La première est administrative : gérer un régime plutôt que plusieurs dizaines est plus simple pour la direction de la Sécurité sociale. Et les membres de l’administration considèrent qu’ils savent mieux faire que les autres… La seconde raison est politique : malheureusement la protection sociale est le désert du politique qui confie cette mission à l’administration… Il existe également une défiance, propre à notre culture, entre les acteurs du privé et du public.
La mise en place de la retraite universelle semble bien complexe…
Tout à fait. Dans son programme de campagne, Emmanuel Macron souhaitait « mettre fin aux injustices de notre système de retraite », tout en y intégrant les régimes complémentaires. Il s’agit d’ailleurs d’une vieille idée portée par la direction de la Sécurité sociale. Portée par Jean-Paul Delevoye, la réforme n’a finalement pas été mise en place. Face à la contestation du secteur public et des professions libérales, un texte mal ficelé a été présenté, avec notamment de nombreuses mesures techniques sans le moindre chiffrage ce qui, outre les grèves nationales, a fini de discréditer le texte. Malgré l’adoption de la loi via le 49.3, le premier confinement a fini par stopper la réforme. Bien que le président Macron souhaite relancer cette réforme, elle ne sera pas mise en œuvre sous ce quinquennat.

* _Consigne_
Répondez à ces questions sur l'extrait consacré à la réforme des retraites :
1. De quelle nature est la première raison citée, et pour qui la gestion d'un seul régime est-elle plus simple ?
2. Dans son programme de campagne, quels régimes Emmanuel Macron voulait-il intégrer au système de retraite ?
3. Par quelle voie la loi a-t-elle été adoptée, et quel événement a fini par stopper la réforme ?
Le matériel n'a aucun rôle dans ce travail.

* _Données_
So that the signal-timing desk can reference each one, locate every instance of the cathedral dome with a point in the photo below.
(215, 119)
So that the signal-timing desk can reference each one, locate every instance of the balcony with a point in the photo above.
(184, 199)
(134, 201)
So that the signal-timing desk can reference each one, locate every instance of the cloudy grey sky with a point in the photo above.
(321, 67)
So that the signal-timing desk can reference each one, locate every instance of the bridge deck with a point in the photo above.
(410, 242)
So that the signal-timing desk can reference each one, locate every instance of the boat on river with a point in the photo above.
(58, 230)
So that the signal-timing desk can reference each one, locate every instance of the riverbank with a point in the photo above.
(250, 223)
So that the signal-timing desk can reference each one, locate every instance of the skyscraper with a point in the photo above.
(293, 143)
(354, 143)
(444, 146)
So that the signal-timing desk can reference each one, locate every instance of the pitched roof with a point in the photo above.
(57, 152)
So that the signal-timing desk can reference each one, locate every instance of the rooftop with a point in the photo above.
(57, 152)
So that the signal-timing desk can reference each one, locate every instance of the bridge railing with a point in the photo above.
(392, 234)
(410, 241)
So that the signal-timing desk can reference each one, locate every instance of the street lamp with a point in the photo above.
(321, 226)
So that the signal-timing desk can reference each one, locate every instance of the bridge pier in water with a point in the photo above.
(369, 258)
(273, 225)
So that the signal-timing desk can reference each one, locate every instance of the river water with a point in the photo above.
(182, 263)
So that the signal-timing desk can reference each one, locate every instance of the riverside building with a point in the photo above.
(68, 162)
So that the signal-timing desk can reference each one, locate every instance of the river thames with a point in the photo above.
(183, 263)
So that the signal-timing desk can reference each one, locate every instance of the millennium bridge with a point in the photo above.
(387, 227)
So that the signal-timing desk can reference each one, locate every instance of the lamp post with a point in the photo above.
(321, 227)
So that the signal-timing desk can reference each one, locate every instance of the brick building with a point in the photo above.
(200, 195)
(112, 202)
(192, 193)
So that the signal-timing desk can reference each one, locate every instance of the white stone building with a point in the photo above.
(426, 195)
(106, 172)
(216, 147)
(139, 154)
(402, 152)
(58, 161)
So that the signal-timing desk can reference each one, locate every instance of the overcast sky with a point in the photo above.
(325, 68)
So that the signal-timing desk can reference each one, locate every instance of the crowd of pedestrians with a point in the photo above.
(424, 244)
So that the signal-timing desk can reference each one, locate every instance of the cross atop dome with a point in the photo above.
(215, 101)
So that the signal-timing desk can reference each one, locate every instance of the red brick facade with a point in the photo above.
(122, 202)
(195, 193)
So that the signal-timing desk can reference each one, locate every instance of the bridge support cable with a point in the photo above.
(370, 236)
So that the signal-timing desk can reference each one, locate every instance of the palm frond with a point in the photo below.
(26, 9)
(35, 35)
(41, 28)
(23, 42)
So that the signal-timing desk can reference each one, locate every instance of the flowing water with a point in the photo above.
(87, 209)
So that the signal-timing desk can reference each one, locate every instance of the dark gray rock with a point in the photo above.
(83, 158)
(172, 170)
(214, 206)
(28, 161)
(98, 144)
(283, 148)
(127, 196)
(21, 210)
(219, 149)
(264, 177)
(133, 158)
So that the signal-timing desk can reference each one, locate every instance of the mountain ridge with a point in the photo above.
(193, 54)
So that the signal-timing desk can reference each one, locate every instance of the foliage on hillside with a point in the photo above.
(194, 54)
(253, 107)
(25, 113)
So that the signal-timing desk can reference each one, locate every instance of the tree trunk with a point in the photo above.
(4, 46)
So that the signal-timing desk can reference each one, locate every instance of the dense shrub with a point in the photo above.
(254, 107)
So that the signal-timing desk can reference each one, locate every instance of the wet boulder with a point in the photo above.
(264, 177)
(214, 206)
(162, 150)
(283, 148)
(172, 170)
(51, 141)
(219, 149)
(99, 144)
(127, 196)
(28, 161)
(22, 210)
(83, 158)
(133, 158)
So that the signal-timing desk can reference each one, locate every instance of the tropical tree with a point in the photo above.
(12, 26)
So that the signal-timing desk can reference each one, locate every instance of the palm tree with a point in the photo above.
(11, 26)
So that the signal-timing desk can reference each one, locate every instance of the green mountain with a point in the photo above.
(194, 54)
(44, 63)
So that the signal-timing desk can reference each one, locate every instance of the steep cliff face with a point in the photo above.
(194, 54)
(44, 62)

* _Votre réponse_
1. Elle est administrative : gérer un régime plutôt que plusieurs dizaines est plus simple pour la direction de la Sécurité sociale.
2. Les régimes complémentaires.
3. Elle a été adoptée via le 49.3, et le premier confinement a fini par stopper la réforme.